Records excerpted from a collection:
===============
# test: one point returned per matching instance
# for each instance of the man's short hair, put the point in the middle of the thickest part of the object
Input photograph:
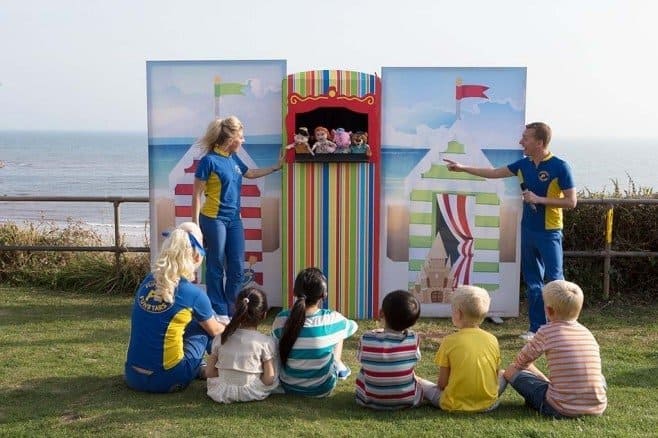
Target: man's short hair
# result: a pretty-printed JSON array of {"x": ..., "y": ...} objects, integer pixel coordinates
[
  {"x": 542, "y": 131},
  {"x": 401, "y": 310}
]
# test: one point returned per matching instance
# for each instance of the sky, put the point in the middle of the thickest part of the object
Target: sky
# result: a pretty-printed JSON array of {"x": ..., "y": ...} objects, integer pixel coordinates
[{"x": 81, "y": 65}]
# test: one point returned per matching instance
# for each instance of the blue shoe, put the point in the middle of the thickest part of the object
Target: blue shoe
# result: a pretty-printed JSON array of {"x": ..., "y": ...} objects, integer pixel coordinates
[{"x": 344, "y": 372}]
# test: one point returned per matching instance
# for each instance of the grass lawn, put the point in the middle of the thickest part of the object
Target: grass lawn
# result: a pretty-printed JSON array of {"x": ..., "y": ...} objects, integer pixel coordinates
[{"x": 61, "y": 365}]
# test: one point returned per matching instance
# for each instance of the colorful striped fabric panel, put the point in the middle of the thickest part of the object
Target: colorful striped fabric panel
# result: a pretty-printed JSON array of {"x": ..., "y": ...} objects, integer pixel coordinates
[
  {"x": 327, "y": 222},
  {"x": 318, "y": 82}
]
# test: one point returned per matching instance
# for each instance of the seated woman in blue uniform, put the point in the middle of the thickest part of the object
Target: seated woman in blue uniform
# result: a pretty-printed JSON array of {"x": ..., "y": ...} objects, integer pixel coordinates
[{"x": 172, "y": 320}]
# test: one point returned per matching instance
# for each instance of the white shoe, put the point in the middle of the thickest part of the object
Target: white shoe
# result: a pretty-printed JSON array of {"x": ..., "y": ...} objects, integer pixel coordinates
[
  {"x": 527, "y": 336},
  {"x": 495, "y": 319}
]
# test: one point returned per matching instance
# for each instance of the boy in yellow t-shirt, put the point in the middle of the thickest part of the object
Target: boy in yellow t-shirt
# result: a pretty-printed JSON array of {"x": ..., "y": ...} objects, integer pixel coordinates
[{"x": 468, "y": 360}]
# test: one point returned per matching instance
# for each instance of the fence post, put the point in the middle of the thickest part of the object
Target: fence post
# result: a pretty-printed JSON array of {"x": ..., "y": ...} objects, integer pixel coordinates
[
  {"x": 117, "y": 238},
  {"x": 608, "y": 247}
]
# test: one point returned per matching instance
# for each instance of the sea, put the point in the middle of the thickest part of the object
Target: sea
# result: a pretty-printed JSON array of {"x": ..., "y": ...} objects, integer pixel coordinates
[{"x": 66, "y": 163}]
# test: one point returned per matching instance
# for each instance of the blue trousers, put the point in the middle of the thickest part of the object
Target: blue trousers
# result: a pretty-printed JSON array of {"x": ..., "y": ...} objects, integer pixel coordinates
[
  {"x": 195, "y": 342},
  {"x": 541, "y": 261},
  {"x": 224, "y": 241}
]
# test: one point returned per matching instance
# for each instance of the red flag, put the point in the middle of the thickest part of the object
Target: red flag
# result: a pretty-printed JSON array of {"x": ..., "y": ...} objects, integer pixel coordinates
[{"x": 463, "y": 91}]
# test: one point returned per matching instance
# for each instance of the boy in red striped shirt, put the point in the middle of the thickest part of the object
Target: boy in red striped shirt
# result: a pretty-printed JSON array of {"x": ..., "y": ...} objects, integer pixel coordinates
[
  {"x": 575, "y": 385},
  {"x": 388, "y": 357}
]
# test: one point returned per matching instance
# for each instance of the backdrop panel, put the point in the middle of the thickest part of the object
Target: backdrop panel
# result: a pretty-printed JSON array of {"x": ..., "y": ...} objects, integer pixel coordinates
[{"x": 441, "y": 228}]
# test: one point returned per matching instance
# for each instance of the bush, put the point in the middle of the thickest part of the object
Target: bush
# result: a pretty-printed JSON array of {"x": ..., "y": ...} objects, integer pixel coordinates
[
  {"x": 75, "y": 271},
  {"x": 635, "y": 228}
]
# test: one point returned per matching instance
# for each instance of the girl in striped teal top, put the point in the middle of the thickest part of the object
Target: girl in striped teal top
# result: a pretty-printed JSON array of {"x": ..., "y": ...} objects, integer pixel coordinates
[{"x": 311, "y": 339}]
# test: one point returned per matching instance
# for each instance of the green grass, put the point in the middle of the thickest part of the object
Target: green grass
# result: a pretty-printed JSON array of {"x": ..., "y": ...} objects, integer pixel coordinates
[{"x": 61, "y": 365}]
===============
Omit all pictures while transcribing the entries verbatim.

# test: one point returned per matching instance
# for each instance of the man's short hair, put the point in the middle of the thickest part of the object
Input photograph:
Target: man's short hair
# result: a pretty-printed JSON array of {"x": ..., "y": ...} objects, integer pixel coordinates
[
  {"x": 542, "y": 131},
  {"x": 401, "y": 310}
]
# test: one point returned per matching instance
# for each instance of the sky, put the point in the middle of the thickest part of the object
Target: sky
# result: a pretty-printed JSON array of {"x": ..., "y": ...} objects, integer pixel coordinates
[{"x": 81, "y": 65}]
# test: one point returned per matching instance
# for each instance of the blue shoe, put the point in the middle of the thickest part of the object
Target: blue shoe
# result: a pretty-printed JSON array of {"x": ..., "y": ...} objects, integer pixel coordinates
[{"x": 344, "y": 372}]
# test: one point returned per matching instance
# for each instance of the grass lawn, put the point in the middle of the thickest part of the object
Target: grass lawn
# result: a pretty-printed JSON array of {"x": ..., "y": ...} objects, integer pixel coordinates
[{"x": 61, "y": 365}]
# test: one point returned per matching instance
# for each instance of the colorful striped fabric panel, put the point in the middle of the thickest part of the object
Target: colorful striped fabric panel
# result: a pretty-printed JSON array of {"x": ..., "y": ...} objects, integer pixel coordinates
[
  {"x": 327, "y": 222},
  {"x": 318, "y": 82}
]
# test: one point returned per matching instance
# for each instance of the seated woman in blue uniform, put the point in the middle of the thickest part of the object
Target: seated woman in blue uniform
# result: a pretty-printed JSON array of {"x": ..., "y": ...} objects, integer pixel coordinates
[{"x": 172, "y": 320}]
# test: one point returned per matching instance
# for each instance of the white shoe, put the point in the middle of the thickest part of the object
Target: white shoe
# result: a pretty-printed JSON array of {"x": ..., "y": ...} objects, integer pixel coordinates
[
  {"x": 527, "y": 336},
  {"x": 495, "y": 319}
]
# test: one point returned per matching instance
# for each instance of the boy in yellow t-shirt, put the point in the middle of the thickest part of the object
Target: boy in yellow t-shirt
# result: a pretty-printed JSON array of {"x": ..., "y": ...} objects, integer pixel coordinates
[{"x": 468, "y": 360}]
# test: one point returned per matching instance
# for each instance of the fence post, put the point in the middle of the thickest part of the object
Target: fence post
# result: a pretty-printed JSON array of {"x": ..., "y": ...} objects, integer pixel coordinates
[
  {"x": 117, "y": 238},
  {"x": 608, "y": 247}
]
# test: one point returned per matching instance
# for each instance of the sea, put the point in the middle of the thickest part of the object
Target: sea
# result: a pretty-printed JSON array of {"x": ..., "y": ...} objects, integer pixel coordinates
[{"x": 66, "y": 163}]
# test: one point returned per matching instance
# for each instance of the blue trousers, put the point in the middle of the thickest part of the object
Target: blue trousers
# result: a pretty-printed JSON array of {"x": ..., "y": ...} objects, integer pixel coordinates
[
  {"x": 195, "y": 342},
  {"x": 541, "y": 261},
  {"x": 224, "y": 241}
]
# test: one point returned per matching instance
# for each instance of the red flag, put the point in the middle of the thickest part of the object
Target: red flag
# result: a pretty-printed JSON array of {"x": ..., "y": ...} objects, integer pixel coordinates
[{"x": 463, "y": 91}]
# test: one point returned per matching instance
# for each instance of the boy in red striped shirt, put the point in the middle of the thickest part of the object
Target: boy in red striped shirt
# result: a pretty-printed JSON array of {"x": ..., "y": ...} objects, integer pixel coordinates
[
  {"x": 575, "y": 385},
  {"x": 388, "y": 357}
]
# test: one point returned per matching instance
# for each instance of the backdrop panel, put the point in the middle of the thickest part of the object
Target: backdrop panel
# result: a pretty-printed JSON array of {"x": ..., "y": ...} objects, integer pixel coordinates
[{"x": 441, "y": 228}]
# test: one point returned per matching instance
# for each instance of the bush, put the point in the middle of the thickest part of the object
Target: bush
# result: a pretty-printed JSON array of {"x": ..., "y": ...} objects, integer pixel coordinates
[
  {"x": 75, "y": 271},
  {"x": 635, "y": 228}
]
# test: one point returned per matching instance
# for each instance of the girl in striped teal top, put the point in the middle of the thickest part of the object
Target: girl in striped teal top
# result: a pretty-printed JSON array of {"x": ..., "y": ...} objects, integer pixel coordinates
[{"x": 311, "y": 339}]
# test: one point returned per matching instance
# for each instance of the green grass, put the point in the middle of the thickest part of the object
Target: green grass
# result: a pretty-printed JSON array of {"x": ..., "y": ...} objects, integer pixel coordinates
[{"x": 61, "y": 365}]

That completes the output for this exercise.